> **Exercise aim**
Output every line of the entries below as a JSON list of strings, with one string per line and no strings for blank lines.

> **Excerpted data**
*****
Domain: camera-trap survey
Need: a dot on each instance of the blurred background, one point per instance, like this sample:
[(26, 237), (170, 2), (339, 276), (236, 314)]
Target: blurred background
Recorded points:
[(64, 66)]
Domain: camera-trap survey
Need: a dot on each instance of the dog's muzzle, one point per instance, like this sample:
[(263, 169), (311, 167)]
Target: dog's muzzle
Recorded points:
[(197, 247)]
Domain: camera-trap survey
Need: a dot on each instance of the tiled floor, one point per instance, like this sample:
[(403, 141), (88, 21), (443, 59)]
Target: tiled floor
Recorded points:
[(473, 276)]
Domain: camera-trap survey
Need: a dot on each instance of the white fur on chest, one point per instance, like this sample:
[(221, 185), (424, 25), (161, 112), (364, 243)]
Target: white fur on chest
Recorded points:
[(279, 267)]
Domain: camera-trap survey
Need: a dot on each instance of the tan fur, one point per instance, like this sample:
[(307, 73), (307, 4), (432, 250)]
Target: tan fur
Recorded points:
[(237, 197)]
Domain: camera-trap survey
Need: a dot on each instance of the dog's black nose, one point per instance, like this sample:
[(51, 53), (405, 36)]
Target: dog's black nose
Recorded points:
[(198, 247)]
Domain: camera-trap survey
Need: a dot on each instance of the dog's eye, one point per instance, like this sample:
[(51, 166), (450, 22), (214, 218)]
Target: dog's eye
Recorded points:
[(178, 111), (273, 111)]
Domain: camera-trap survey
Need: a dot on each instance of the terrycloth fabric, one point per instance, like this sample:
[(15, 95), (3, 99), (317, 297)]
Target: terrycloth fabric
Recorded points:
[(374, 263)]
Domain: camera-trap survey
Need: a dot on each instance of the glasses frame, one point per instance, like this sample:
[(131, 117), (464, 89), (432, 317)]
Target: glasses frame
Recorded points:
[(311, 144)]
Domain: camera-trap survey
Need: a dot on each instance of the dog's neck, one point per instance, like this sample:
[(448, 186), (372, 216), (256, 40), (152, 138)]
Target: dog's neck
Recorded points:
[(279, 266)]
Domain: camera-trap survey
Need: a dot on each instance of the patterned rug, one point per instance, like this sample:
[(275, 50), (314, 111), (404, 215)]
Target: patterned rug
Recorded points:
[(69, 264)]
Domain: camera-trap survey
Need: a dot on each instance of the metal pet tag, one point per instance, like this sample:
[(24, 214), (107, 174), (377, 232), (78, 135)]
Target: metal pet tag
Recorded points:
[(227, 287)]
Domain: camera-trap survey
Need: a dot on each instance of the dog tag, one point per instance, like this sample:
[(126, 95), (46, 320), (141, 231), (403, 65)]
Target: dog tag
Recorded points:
*****
> **Written solution**
[
  "Domain: camera-trap survey",
  "Need: a dot on each instance of the blurred background, one point per instance, like this sample:",
  "[(26, 237), (170, 2), (339, 276), (236, 314)]",
  "Target: blurred background",
  "Recorded points:",
  "[(64, 66)]",
  "Domain: camera-trap survey",
  "Need: a dot on each instance of the dog's muzzle, one point per instance, like this sample:",
  "[(263, 169), (311, 167)]",
  "Target: dog's muzzle",
  "Recorded points:",
  "[(197, 247)]",
  "Domain: camera-trap survey",
  "Need: a dot on each instance of the tiled floor, one point per instance, like this sample:",
  "[(403, 141), (88, 21), (443, 59)]",
  "Target: tiled floor",
  "Recorded points:",
  "[(473, 276)]",
  "Domain: camera-trap survey",
  "Need: a dot on each instance of the white fur on chest, one point per instance, like this sample:",
  "[(221, 185), (424, 25), (161, 112), (364, 243)]",
  "Target: white fur on chest",
  "Recorded points:",
  "[(279, 267)]",
  "Domain: camera-trap survey",
  "Need: a dot on each instance of the tan fur, one point per instance, like this sample:",
  "[(307, 73), (307, 4), (432, 250)]",
  "Target: tan fur",
  "Recorded points:",
  "[(237, 197)]",
  "Domain: camera-trap survey",
  "Need: a dot on each instance of the dog's black nose, one point per instance, like this sample:",
  "[(51, 53), (405, 36)]",
  "Target: dog's black nose",
  "Recorded points:",
  "[(198, 247)]",
  "Domain: camera-trap survey",
  "Need: a dot on each instance of the dog's eye, one point per instance, like this sample:",
  "[(51, 166), (450, 22), (214, 218)]",
  "Target: dog's eye",
  "Recorded points:",
  "[(178, 111), (273, 111)]",
  "Domain: camera-trap survey",
  "Need: a dot on each instance of the terrycloth fabric, one point per instance, like this sample:",
  "[(15, 95), (3, 99), (317, 297)]",
  "Target: terrycloth fabric",
  "Recorded points:",
  "[(374, 263)]",
  "Domain: camera-trap survey",
  "Need: a dot on each instance of the glasses frame, one point per instance, like this sample:",
  "[(131, 117), (464, 89), (432, 317)]",
  "Target: glasses frame",
  "Recorded points:",
  "[(311, 144)]",
  "Domain: camera-trap survey",
  "Need: a dot on each instance of the dog's neck, one point per instance, like this sample:",
  "[(448, 186), (372, 216), (256, 40), (152, 138)]",
  "Target: dog's neck",
  "Recorded points:",
  "[(279, 266)]",
  "Domain: camera-trap survey",
  "Need: a dot on each instance of the patterned rug, one point per instance, like this sample:",
  "[(275, 50), (314, 111), (404, 215)]",
  "Target: patterned rug",
  "Recorded points:",
  "[(69, 264)]",
  "Domain: camera-trap survey",
  "Need: a dot on each instance of the metal pet tag, one point per instance, like this sample:",
  "[(24, 214), (107, 174), (377, 232), (78, 135)]",
  "Target: metal pet tag",
  "Recorded points:",
  "[(227, 287)]",
  "Domain: camera-trap survey",
  "Need: a dot on each instance of the dog tag, one point per instance, like this sample:",
  "[(126, 95), (46, 320), (141, 231), (403, 65)]",
  "Target: dog tag",
  "Recorded points:"
]